» Text passage:
Databricks and Snowflake are both mature, production-grade enterprise data platforms. Databricks's heritage is the lakehouse with ML depth; Snowflake's is the cloud warehouse with governance and BI-tool neutrality. In 2026 both have expanded well beyond their origins, and most enterprise decisions come down to workload mix, existing investment, and team skill — not a leaderboard.

Side-by-side

| Dimension | Databricks | Snowflake | |---|---|---| | Origin workload | Lakehouse / ML | Cloud warehouse | | Storage model | Customer cloud storage + Unity Catalog | Snowflake-managed storage (with external tables option) | | Table formats | Delta (native), Iceberg (growing support) | Iceberg (external tables), native Snowflake | | BI tool neutrality | Good | Excellent (Tableau, Power BI, Looker all native) | | ML / Data science | Industry-leading (MLflow, Mosaic AI) | Snowpark + Cortex; improving rapidly | | Streaming | Structured Streaming + Delta Live Tables | Snowpipe Streaming + Dynamic Tables | | Concurrency on BI | Databricks SQL — good | Category-leading concurrency separation | | Governance | Unity Catalog | Snowflake RBAC + column/row policies | | Compute model | Cluster-based + SQL Warehouses | Virtual warehouses (fully separated) | | Multi-cloud | AWS, Azure, GCP | AWS, Azure, GCP |

When Databricks is the right choice

  • ML and data-science engineering are primary workloads.
  • The team has Spark and notebook fluency.
  • The open-lakehouse architecture with Delta and open data movement is a design principle.
  • Agentic AI and RAG-heavy applications are on the roadmap (Databricks's AI tooling is the deepest on market).
  • Cost optimization through custom cluster sizing and workload tuning is a skill the team wants to lean into.

When Snowflake is the right choice

  • Classical warehousing and BI dominate the workload.
  • BI-tool neutrality matters: Power BI, Tableau, Looker, and custom consumers should all work natively.
  • Governance demands separated-compute semantics where different teams run different warehouses without interfering with each other.
  • The operational preference is for a fully managed SaaS experience with minimal cluster management.
  • Data-sharing across organizations (partners, regulators, subsidiaries) is a recurring need; Snowflake's data-sharing model is best-in-category.

» Given task: In the Databricks and Snowflake comparison, which table format is listed as native for Databricks?

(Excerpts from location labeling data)
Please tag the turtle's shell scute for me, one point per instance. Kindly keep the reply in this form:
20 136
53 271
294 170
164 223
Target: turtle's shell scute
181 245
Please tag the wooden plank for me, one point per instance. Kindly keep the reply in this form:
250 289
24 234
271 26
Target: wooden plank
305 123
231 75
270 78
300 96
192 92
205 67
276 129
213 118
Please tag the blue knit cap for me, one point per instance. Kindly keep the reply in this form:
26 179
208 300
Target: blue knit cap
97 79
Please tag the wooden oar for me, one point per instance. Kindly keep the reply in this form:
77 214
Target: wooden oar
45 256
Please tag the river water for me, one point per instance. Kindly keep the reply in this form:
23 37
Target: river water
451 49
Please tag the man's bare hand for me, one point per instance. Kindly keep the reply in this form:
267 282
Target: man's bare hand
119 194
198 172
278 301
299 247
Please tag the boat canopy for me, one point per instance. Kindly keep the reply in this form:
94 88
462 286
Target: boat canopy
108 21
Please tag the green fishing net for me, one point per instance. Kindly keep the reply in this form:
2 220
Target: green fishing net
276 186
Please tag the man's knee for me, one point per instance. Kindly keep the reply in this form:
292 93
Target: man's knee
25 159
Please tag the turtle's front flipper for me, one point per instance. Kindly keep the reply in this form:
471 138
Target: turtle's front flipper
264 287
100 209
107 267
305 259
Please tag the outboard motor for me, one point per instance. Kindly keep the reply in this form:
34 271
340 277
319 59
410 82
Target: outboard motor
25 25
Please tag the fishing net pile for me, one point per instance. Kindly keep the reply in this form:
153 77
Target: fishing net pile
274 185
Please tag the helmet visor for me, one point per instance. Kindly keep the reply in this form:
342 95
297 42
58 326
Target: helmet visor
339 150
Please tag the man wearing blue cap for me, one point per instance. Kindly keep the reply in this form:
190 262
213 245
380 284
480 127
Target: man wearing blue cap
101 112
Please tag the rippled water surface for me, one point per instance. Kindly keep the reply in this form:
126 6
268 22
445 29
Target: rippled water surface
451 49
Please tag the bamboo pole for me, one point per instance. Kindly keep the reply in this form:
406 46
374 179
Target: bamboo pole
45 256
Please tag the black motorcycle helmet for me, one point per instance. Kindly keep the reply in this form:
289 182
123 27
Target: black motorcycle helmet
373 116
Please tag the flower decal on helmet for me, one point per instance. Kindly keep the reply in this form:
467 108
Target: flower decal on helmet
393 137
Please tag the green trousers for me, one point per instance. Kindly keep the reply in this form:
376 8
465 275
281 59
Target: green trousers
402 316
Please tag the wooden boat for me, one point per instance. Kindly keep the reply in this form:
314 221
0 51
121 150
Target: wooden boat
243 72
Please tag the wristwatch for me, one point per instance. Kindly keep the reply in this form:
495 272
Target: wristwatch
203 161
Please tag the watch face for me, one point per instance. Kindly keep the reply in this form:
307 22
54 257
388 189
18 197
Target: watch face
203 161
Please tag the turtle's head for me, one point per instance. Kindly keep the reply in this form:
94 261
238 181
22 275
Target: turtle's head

» Answer to this exercise: Delta